Leave out all lines before the one containing "Task: point to the man's mouth.", and copy that line and all the rest below it exactly.

RECORDS SHOWN:
■ ■ ■ ■ ■

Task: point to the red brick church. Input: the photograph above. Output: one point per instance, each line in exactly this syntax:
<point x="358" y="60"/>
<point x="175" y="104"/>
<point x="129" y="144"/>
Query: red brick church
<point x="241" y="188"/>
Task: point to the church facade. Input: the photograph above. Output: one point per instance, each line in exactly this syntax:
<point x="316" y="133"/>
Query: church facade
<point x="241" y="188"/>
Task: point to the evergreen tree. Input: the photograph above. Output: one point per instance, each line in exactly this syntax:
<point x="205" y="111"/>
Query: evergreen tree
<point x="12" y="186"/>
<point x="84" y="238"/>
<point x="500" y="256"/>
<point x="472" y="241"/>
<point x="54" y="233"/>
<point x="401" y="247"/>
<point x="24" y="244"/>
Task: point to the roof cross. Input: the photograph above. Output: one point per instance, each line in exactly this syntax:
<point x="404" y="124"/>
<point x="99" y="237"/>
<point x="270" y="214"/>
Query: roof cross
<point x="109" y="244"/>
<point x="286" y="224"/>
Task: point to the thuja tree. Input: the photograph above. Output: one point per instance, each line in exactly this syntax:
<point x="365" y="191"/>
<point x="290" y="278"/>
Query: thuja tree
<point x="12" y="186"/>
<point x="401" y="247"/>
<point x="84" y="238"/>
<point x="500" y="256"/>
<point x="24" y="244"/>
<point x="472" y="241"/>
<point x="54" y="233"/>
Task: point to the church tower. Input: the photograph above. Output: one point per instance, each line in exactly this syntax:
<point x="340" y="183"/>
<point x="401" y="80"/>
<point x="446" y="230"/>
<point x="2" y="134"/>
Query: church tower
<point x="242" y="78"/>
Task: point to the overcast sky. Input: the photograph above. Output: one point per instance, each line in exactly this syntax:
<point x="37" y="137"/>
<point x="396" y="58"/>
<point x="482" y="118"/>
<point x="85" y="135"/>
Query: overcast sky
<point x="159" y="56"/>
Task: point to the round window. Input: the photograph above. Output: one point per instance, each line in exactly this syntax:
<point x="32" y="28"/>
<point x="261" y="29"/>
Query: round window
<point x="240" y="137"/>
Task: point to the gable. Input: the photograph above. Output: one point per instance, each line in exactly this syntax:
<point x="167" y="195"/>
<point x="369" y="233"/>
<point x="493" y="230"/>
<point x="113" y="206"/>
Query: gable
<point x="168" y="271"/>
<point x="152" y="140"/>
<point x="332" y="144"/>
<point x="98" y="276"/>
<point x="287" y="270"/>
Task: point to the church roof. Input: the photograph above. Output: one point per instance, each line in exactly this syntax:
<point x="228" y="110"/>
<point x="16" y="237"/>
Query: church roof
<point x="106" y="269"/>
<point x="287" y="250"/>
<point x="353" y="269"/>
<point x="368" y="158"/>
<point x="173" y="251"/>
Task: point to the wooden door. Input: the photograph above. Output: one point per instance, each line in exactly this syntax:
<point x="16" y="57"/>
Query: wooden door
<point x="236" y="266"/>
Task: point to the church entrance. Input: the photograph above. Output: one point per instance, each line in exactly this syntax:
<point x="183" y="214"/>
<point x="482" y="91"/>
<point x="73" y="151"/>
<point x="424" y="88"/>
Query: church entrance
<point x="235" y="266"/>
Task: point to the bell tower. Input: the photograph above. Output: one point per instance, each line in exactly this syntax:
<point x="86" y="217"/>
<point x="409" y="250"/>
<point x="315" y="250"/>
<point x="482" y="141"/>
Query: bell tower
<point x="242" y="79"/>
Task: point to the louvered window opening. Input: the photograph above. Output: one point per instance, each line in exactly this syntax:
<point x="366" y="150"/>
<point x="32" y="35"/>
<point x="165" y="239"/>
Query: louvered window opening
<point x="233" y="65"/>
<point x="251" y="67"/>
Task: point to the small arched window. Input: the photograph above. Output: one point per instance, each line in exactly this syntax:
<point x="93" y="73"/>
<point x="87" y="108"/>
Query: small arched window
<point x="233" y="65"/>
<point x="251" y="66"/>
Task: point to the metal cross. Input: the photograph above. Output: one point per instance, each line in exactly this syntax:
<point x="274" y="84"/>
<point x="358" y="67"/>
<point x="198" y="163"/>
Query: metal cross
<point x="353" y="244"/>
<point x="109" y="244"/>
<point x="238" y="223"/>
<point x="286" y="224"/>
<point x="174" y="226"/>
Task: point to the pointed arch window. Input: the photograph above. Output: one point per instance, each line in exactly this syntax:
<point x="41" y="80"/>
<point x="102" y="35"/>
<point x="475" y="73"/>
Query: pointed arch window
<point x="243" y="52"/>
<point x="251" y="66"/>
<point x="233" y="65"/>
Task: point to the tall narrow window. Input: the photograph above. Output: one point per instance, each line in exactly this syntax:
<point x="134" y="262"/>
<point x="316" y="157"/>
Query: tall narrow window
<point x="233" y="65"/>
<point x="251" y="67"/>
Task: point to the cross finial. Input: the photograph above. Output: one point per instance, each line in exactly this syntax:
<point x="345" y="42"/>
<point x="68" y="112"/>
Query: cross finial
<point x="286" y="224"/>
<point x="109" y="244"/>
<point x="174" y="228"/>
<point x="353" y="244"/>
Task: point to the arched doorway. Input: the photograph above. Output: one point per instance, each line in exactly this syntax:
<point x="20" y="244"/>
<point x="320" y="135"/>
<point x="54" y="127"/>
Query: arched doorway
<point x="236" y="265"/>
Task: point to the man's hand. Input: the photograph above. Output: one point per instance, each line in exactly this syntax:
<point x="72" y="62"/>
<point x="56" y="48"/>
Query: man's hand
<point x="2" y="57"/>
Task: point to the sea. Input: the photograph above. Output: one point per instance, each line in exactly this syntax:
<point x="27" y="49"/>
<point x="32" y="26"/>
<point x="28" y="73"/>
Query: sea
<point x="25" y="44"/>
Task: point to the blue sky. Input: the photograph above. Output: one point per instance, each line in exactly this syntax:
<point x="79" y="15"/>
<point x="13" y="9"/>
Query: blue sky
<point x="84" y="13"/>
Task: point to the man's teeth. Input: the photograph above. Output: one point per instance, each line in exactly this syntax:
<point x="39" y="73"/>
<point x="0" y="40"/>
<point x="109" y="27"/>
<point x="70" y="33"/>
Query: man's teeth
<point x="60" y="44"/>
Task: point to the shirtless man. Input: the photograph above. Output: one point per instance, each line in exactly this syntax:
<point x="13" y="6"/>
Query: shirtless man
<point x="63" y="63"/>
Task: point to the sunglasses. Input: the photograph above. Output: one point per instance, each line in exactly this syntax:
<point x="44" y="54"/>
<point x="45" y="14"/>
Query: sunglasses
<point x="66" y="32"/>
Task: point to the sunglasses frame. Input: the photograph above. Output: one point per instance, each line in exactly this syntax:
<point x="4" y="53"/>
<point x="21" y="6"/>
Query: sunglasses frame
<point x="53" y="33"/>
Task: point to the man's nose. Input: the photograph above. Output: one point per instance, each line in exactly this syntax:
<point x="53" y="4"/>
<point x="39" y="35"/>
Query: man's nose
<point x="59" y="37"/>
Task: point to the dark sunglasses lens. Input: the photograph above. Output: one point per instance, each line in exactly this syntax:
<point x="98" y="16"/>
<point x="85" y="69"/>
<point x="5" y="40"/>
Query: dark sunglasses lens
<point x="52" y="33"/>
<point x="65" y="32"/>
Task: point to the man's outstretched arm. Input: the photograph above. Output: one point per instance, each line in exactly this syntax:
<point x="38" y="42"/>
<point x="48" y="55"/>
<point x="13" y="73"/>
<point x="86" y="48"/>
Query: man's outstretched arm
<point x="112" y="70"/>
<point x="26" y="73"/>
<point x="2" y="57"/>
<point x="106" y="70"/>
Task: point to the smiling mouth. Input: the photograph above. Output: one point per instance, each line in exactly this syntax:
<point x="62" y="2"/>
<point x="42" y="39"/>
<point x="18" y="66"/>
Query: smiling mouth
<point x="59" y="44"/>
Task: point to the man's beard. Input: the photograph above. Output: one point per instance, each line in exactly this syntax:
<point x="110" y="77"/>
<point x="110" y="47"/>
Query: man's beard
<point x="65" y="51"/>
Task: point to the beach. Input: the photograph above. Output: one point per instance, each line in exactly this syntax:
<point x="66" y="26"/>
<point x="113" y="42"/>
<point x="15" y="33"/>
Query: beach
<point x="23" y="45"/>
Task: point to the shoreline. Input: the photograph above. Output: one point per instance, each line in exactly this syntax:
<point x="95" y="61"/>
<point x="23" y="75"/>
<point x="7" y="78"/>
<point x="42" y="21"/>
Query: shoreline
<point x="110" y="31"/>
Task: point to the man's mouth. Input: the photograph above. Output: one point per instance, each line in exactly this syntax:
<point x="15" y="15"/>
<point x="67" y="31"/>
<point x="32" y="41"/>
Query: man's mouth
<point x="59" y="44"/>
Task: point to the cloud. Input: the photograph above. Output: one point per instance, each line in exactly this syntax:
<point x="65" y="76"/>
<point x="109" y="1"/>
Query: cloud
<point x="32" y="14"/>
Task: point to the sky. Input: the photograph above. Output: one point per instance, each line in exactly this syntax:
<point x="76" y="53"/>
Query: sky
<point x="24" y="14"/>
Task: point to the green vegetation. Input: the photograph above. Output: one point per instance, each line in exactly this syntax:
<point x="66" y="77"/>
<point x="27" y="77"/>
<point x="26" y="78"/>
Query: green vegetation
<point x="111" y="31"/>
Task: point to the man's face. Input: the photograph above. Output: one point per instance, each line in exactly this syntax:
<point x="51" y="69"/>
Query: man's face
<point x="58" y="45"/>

■ ■ ■ ■ ■

ANSWER AREA:
Task: point to the man's mouth. Input: the photograph above. Output: one point per instance, each line in exactly this syntax:
<point x="15" y="15"/>
<point x="67" y="31"/>
<point x="32" y="41"/>
Query: man's mouth
<point x="59" y="44"/>
Task: point to the cloud. Input: the photograph above. Output: one point per instance, each line in exactly this syntax:
<point x="65" y="76"/>
<point x="109" y="1"/>
Query: cloud
<point x="32" y="14"/>
Task: point to the sky. Input: the photograph above. Output: one point per instance, each line in exactly this syntax:
<point x="76" y="53"/>
Query: sky
<point x="24" y="14"/>
Task: point to the green vegetation. Input: the photograph above. Output: one point per instance, each line in exactly this syntax:
<point x="66" y="77"/>
<point x="27" y="77"/>
<point x="26" y="78"/>
Query: green vegetation
<point x="111" y="31"/>
Task: point to the man's face. Input: the photograph above. Output: one point per instance, each line in exactly this syntax:
<point x="51" y="69"/>
Query: man's face
<point x="58" y="45"/>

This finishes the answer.